### Task goal
Reproduce the entries that follow precisely, setting aside any images.

### Dataset records
# # # # # # #

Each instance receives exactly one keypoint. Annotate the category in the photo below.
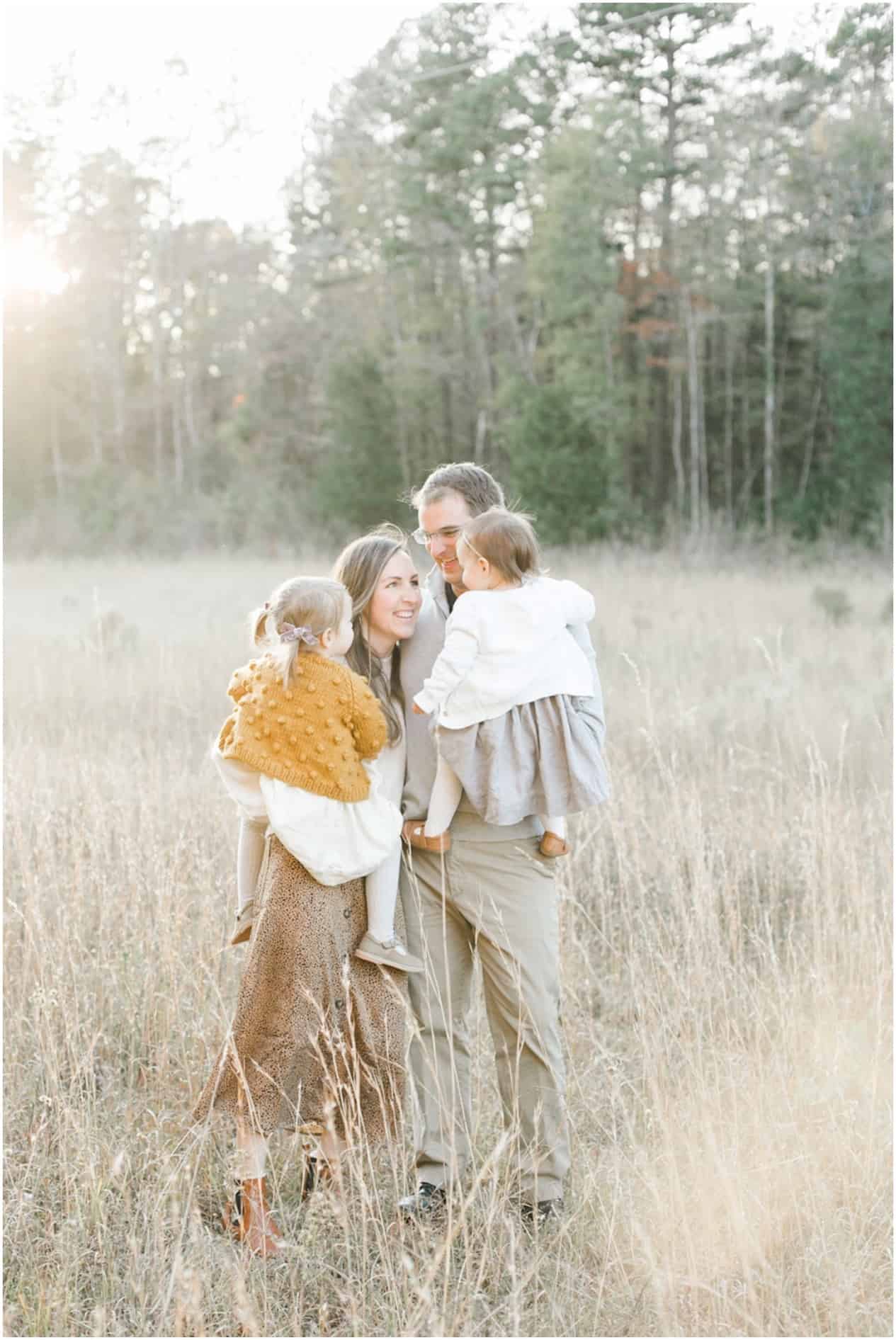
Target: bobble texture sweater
(311, 734)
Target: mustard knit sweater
(311, 734)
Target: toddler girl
(296, 755)
(508, 732)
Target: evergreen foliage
(640, 267)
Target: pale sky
(276, 63)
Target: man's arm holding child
(454, 661)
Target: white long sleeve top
(335, 841)
(508, 647)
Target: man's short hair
(478, 489)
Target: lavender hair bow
(297, 632)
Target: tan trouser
(500, 901)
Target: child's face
(341, 638)
(476, 572)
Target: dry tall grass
(726, 963)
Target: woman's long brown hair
(359, 569)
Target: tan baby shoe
(389, 953)
(414, 835)
(553, 846)
(245, 918)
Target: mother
(318, 1036)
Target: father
(491, 893)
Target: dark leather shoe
(426, 1203)
(536, 1215)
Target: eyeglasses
(425, 538)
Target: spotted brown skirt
(318, 1038)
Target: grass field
(726, 937)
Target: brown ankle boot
(248, 1218)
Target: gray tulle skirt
(538, 759)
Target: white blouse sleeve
(243, 785)
(579, 605)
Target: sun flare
(28, 267)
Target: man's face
(442, 521)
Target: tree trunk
(676, 448)
(810, 444)
(768, 456)
(729, 426)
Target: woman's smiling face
(392, 610)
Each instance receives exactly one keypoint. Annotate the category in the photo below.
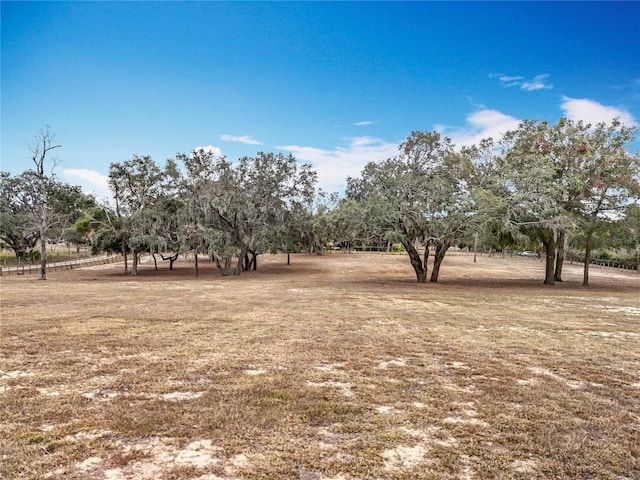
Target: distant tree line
(545, 187)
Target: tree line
(556, 186)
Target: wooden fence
(29, 268)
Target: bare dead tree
(42, 144)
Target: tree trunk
(43, 255)
(416, 262)
(240, 264)
(562, 245)
(550, 249)
(441, 250)
(126, 260)
(587, 260)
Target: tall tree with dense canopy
(420, 197)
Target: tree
(564, 178)
(610, 178)
(420, 197)
(18, 226)
(139, 187)
(43, 143)
(245, 209)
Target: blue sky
(336, 84)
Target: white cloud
(481, 124)
(539, 82)
(90, 180)
(240, 139)
(334, 166)
(590, 111)
(209, 148)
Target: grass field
(337, 367)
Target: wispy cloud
(481, 124)
(240, 139)
(590, 111)
(209, 148)
(90, 181)
(334, 166)
(539, 82)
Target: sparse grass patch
(333, 368)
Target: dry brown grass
(337, 367)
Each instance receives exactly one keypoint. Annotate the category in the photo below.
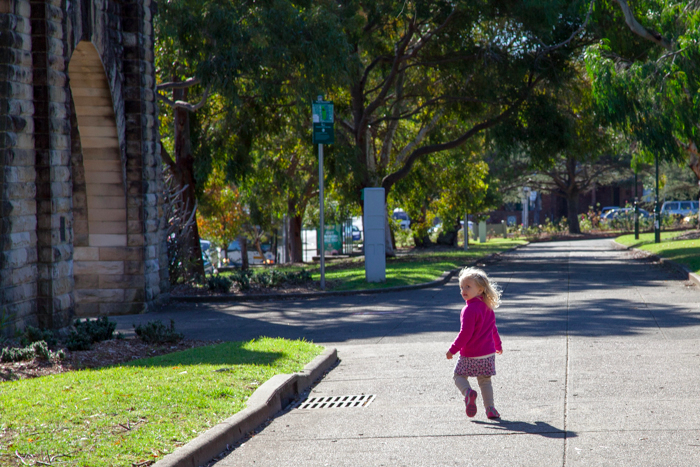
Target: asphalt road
(600, 368)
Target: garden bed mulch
(105, 353)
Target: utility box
(374, 225)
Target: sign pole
(323, 222)
(322, 124)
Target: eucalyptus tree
(251, 57)
(418, 71)
(567, 149)
(446, 185)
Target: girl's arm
(465, 332)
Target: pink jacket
(478, 335)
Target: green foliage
(268, 278)
(218, 283)
(87, 332)
(155, 332)
(38, 349)
(648, 92)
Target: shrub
(32, 334)
(219, 283)
(85, 333)
(241, 279)
(35, 350)
(155, 332)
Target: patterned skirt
(476, 366)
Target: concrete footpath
(601, 367)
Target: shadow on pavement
(538, 428)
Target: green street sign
(322, 116)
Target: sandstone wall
(65, 155)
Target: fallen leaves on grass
(105, 353)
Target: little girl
(478, 341)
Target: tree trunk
(422, 242)
(694, 164)
(243, 242)
(572, 209)
(184, 174)
(296, 246)
(389, 240)
(449, 235)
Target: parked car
(629, 212)
(233, 253)
(438, 227)
(400, 215)
(679, 208)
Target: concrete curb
(444, 278)
(677, 266)
(267, 400)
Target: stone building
(82, 230)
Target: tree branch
(178, 84)
(640, 30)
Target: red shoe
(492, 413)
(470, 402)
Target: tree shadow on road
(537, 428)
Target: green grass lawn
(139, 411)
(686, 252)
(411, 269)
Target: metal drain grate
(337, 402)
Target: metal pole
(657, 214)
(636, 209)
(465, 229)
(323, 222)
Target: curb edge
(271, 397)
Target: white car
(400, 215)
(233, 253)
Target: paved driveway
(600, 368)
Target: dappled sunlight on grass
(141, 411)
(686, 252)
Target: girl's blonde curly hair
(492, 292)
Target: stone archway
(103, 285)
(82, 230)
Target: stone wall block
(135, 240)
(101, 267)
(15, 157)
(21, 191)
(87, 281)
(21, 224)
(134, 295)
(115, 309)
(14, 90)
(85, 310)
(99, 295)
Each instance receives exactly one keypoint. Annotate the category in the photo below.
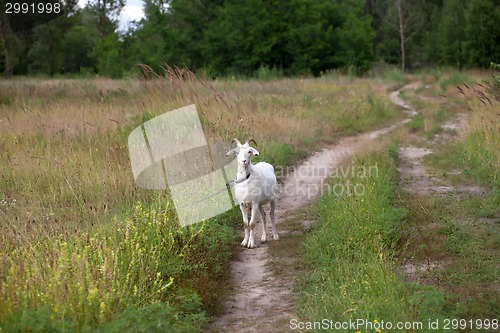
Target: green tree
(107, 13)
(452, 33)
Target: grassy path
(259, 301)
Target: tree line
(240, 37)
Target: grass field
(85, 249)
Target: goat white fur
(255, 185)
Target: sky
(131, 12)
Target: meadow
(85, 249)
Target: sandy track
(259, 302)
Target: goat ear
(232, 151)
(254, 151)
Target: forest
(239, 38)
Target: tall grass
(352, 258)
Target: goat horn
(251, 140)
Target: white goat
(255, 185)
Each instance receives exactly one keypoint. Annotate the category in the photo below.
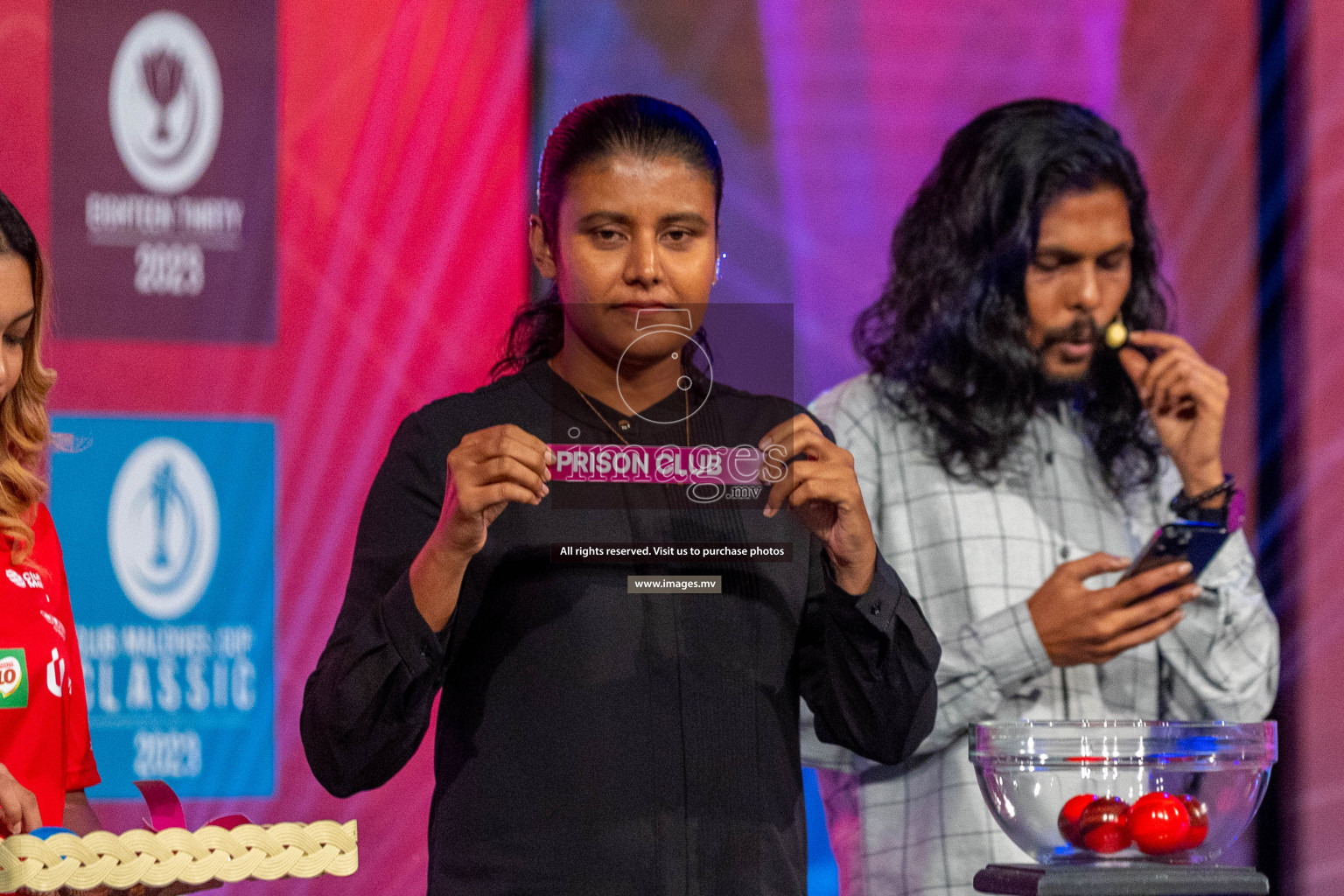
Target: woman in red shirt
(46, 760)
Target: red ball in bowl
(1198, 822)
(1103, 825)
(1158, 823)
(1068, 817)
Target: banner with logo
(168, 536)
(163, 170)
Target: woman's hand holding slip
(486, 472)
(824, 491)
(18, 806)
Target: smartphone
(1195, 543)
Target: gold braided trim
(104, 858)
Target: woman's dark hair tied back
(626, 124)
(17, 238)
(949, 332)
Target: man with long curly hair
(1011, 459)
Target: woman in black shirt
(592, 739)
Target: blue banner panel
(168, 534)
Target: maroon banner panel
(163, 170)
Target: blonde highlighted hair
(23, 413)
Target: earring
(1117, 333)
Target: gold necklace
(686, 396)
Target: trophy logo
(165, 102)
(163, 528)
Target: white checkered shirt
(972, 555)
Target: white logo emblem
(165, 102)
(11, 676)
(163, 528)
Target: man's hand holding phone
(1081, 625)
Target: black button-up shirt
(593, 740)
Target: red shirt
(43, 717)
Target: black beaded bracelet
(1187, 508)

# # # # # # #

### Response below
Each instance receives exactly one keypoint. Annotate the category in the photo below.
Target: bobble texture sweater
(311, 734)
Target: mustard knit sweater
(311, 734)
Target: toddler girl
(296, 755)
(508, 732)
Target: evergreen foliage
(640, 267)
Target: pale sky
(276, 63)
Target: man's arm holding child
(454, 661)
Target: white long sleeve top
(335, 841)
(508, 647)
Target: man's short hair
(478, 489)
Target: lavender hair bow
(297, 632)
Target: tan trouser
(500, 901)
Target: child's face
(341, 638)
(476, 572)
Target: dry tall grass
(726, 963)
Target: woman's long brown hair
(359, 569)
Target: tan baby shoe
(389, 953)
(414, 835)
(553, 846)
(245, 918)
Target: mother
(318, 1036)
Target: father
(491, 893)
Target: dark leather shoe
(426, 1203)
(536, 1215)
Target: eyeglasses
(425, 538)
Target: spotted brown skirt
(318, 1038)
Target: grass field
(726, 937)
Target: brown ankle boot
(248, 1218)
Target: gray tulle skirt
(538, 759)
Target: white blouse sleeve
(243, 785)
(579, 605)
Target: sun flare
(28, 267)
Target: man's face
(442, 521)
Target: tree trunk
(676, 448)
(810, 444)
(768, 456)
(729, 426)
Target: woman's smiling face
(392, 610)
Each instance receives exactly one keypoint. Annotate the category in the photo below.
Target: distant tree line
(545, 187)
Target: tree line
(556, 186)
Target: wooden fence
(29, 268)
Target: bare dead tree
(42, 144)
Target: tree trunk
(43, 255)
(416, 262)
(240, 264)
(562, 245)
(550, 249)
(441, 250)
(126, 260)
(587, 260)
Target: tall tree with dense canopy
(420, 197)
Target: tree
(564, 178)
(610, 178)
(420, 197)
(18, 226)
(139, 187)
(43, 143)
(245, 209)
Target: blue sky
(336, 84)
Target: white cloud
(481, 124)
(539, 82)
(90, 180)
(240, 139)
(334, 166)
(590, 111)
(209, 148)
Target: grass field
(337, 367)
Target: wispy cloud
(481, 124)
(240, 139)
(590, 111)
(209, 148)
(90, 181)
(334, 166)
(539, 82)
Target: sparse grass patch
(333, 368)
Target: dry brown grass
(337, 367)
Each instance receives exactly one keypoint. Annotate the category in the photo below.
Target: asphalt road
(600, 368)
Target: garden bed mulch
(105, 353)
Target: utility box
(374, 225)
Target: sign pole
(323, 222)
(322, 124)
Target: eucalyptus tree
(251, 57)
(418, 71)
(567, 149)
(446, 185)
Target: girl's arm
(465, 332)
Target: pink jacket
(478, 335)
Target: green foliage
(268, 278)
(218, 283)
(87, 332)
(155, 332)
(38, 349)
(648, 92)
Target: shrub
(32, 334)
(219, 283)
(85, 333)
(241, 279)
(35, 350)
(155, 332)
Target: patterned skirt
(476, 366)
Target: concrete footpath
(601, 367)
Target: shadow on pavement
(538, 428)
Target: green street sign
(322, 116)
Target: sandstone wall
(65, 155)
Target: fallen leaves on grass
(105, 353)
Target: little girl
(478, 341)
Target: tree trunk
(422, 242)
(694, 164)
(243, 242)
(572, 209)
(184, 174)
(296, 246)
(389, 240)
(449, 235)
Target: parked car
(629, 212)
(233, 253)
(438, 227)
(400, 215)
(679, 208)
Target: concrete curb
(444, 278)
(677, 266)
(267, 400)
Target: stone building
(82, 230)
Target: tree branch
(178, 84)
(640, 30)
Target: red shoe
(492, 413)
(470, 402)
Target: tree shadow on road
(537, 428)
Target: green grass lawn
(139, 411)
(686, 252)
(411, 269)
Target: metal drain grate
(337, 402)
Target: metal pole
(657, 214)
(636, 209)
(465, 229)
(323, 222)
Target: curb edge
(271, 397)
Target: white car
(400, 215)
(233, 253)
Target: paved driveway
(600, 368)
Target: dappled sunlight on grass
(141, 411)
(686, 252)
Target: girl's blonde curly hair
(492, 292)
Target: stone archway
(103, 285)
(82, 230)
Target: stone wall block
(135, 240)
(101, 267)
(15, 157)
(21, 191)
(87, 281)
(21, 224)
(134, 295)
(115, 309)
(14, 90)
(85, 310)
(99, 295)
Each instance receives exactly one keypoint. Annotate the category in the photo below.
Target: green tree
(107, 13)
(452, 33)
Target: grassy path
(259, 301)
Target: tree line
(240, 37)
Target: grass field
(85, 249)
Target: goat white fur
(255, 185)
Target: sky
(131, 12)
Target: meadow
(85, 249)
Target: sandy track
(259, 302)
Target: goat ear
(232, 151)
(254, 151)
Target: forest
(239, 38)
Target: tall grass
(352, 258)
Target: goat horn
(251, 140)
Target: white goat
(255, 185)
Each instance receives exactly one keypoint. Annotate the category in the photo below.
Target: woman in red shirt
(46, 760)
Target: red ball in bowl
(1198, 822)
(1103, 825)
(1158, 823)
(1068, 817)
Target: banner with logo
(168, 536)
(163, 170)
Target: woman's hand holding slip
(486, 472)
(824, 491)
(18, 806)
Target: smartphone
(1195, 543)
Target: gold braided trim
(104, 858)
Target: woman's dark hair tied back
(626, 124)
(17, 238)
(949, 332)
Target: man with long curly hair
(1011, 459)
Target: woman in black shirt
(592, 739)
Target: blue banner panel
(168, 534)
Target: maroon banner panel
(163, 170)
Target: blonde highlighted hair
(23, 413)
Target: earring
(1117, 333)
Target: gold necklace
(686, 396)
Target: trophy logo
(165, 102)
(163, 528)
Target: white checkered shirt
(972, 555)
Target: white logo emblem
(165, 102)
(11, 676)
(163, 528)
Target: man's hand holding phone
(1081, 625)
Target: black button-up shirt
(593, 740)
Target: red shirt
(43, 717)
Target: black beaded bracelet
(1187, 508)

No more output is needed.